→ **WORK TO BE COMPLETED**
Rewrite the lines starting at the one containing "Place a point on the black" and ending at the one containing "<point>701,745</point>", changing "black plastic bag" to "dark garbage bag" and leaving everything else as it is. Return only those lines.

= = = =

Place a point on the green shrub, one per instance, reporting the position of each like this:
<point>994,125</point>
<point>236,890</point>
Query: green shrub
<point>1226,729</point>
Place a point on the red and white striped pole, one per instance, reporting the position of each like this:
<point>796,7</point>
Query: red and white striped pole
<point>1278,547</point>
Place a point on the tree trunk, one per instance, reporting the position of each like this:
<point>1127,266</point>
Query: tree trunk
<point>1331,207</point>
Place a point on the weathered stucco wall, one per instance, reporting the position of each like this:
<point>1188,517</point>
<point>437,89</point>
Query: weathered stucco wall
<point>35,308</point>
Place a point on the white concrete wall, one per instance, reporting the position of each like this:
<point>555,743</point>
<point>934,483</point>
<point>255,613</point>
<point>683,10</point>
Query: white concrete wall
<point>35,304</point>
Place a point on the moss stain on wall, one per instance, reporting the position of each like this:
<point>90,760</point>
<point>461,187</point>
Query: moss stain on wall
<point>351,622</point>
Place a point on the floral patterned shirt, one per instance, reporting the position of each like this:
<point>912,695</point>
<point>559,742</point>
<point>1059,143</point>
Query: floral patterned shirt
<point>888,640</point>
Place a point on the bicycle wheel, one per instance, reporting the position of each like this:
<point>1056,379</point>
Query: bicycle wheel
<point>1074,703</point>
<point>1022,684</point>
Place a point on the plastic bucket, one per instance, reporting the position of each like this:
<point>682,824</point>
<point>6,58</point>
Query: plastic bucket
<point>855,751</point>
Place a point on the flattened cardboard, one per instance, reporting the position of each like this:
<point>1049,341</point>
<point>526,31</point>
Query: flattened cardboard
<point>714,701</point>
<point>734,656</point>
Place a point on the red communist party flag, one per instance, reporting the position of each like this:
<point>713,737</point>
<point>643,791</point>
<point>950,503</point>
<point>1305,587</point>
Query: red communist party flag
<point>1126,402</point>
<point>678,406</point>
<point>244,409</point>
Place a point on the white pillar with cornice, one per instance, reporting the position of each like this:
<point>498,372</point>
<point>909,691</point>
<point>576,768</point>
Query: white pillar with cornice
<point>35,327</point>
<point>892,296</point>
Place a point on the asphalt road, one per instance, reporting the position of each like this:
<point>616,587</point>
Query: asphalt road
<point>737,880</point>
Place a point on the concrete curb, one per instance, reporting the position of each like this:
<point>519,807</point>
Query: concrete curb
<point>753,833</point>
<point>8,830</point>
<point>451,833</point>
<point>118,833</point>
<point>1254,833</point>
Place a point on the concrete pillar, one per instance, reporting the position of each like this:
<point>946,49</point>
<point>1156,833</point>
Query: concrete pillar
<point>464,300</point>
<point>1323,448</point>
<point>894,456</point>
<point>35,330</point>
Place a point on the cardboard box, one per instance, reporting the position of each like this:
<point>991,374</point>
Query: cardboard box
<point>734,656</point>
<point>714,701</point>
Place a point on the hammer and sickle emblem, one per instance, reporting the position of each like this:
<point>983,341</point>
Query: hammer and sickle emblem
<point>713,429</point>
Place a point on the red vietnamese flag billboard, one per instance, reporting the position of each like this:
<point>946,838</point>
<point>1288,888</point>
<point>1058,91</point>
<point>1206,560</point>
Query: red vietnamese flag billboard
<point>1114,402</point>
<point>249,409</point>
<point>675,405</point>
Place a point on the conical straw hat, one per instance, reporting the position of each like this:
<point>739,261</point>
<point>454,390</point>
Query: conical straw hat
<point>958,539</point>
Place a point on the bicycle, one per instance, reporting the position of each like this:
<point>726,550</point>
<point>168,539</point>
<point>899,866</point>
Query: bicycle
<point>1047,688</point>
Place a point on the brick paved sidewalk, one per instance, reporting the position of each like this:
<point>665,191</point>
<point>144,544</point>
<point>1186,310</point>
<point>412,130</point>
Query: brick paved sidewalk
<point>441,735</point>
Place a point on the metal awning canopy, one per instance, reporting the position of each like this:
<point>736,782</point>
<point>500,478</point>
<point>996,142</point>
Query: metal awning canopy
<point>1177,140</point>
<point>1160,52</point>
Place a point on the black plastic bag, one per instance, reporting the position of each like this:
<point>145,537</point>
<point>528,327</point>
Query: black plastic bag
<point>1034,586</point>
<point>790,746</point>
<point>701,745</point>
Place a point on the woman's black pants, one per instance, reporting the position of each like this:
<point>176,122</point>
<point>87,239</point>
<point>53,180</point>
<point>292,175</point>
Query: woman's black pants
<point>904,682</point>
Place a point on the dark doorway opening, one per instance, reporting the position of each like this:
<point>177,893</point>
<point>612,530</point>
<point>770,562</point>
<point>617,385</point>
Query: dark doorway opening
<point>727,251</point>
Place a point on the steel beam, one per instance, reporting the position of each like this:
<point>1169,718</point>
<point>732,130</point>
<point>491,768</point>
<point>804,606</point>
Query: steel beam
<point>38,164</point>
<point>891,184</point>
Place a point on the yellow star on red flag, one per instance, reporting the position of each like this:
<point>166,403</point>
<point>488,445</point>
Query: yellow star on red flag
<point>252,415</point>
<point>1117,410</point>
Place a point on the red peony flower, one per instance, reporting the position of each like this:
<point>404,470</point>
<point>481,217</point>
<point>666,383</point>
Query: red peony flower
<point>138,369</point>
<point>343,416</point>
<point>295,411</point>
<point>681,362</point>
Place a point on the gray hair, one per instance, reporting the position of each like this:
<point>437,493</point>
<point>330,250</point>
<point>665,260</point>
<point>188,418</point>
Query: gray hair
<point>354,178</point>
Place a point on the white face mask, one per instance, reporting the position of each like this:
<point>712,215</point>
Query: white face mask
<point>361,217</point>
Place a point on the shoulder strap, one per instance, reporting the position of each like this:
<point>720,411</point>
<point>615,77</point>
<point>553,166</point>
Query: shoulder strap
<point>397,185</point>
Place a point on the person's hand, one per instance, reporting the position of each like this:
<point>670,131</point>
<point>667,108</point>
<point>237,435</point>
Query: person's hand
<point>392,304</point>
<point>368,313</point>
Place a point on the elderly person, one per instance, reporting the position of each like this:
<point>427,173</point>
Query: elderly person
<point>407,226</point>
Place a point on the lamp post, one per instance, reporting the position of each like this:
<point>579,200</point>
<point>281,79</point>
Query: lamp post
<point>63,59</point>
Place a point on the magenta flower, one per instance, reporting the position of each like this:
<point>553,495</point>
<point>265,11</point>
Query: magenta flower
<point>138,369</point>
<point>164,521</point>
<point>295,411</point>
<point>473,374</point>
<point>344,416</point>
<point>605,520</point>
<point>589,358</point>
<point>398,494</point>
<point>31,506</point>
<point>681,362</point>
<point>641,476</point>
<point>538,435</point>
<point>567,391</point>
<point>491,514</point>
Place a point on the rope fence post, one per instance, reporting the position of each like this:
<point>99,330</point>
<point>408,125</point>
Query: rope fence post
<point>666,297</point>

= = = =

→ **TASK OUTPUT**
Place a point on the dark garbage bag, one per instance, reporting the position of each like this:
<point>145,537</point>
<point>528,327</point>
Query: dark garbage bag
<point>1034,586</point>
<point>790,746</point>
<point>701,745</point>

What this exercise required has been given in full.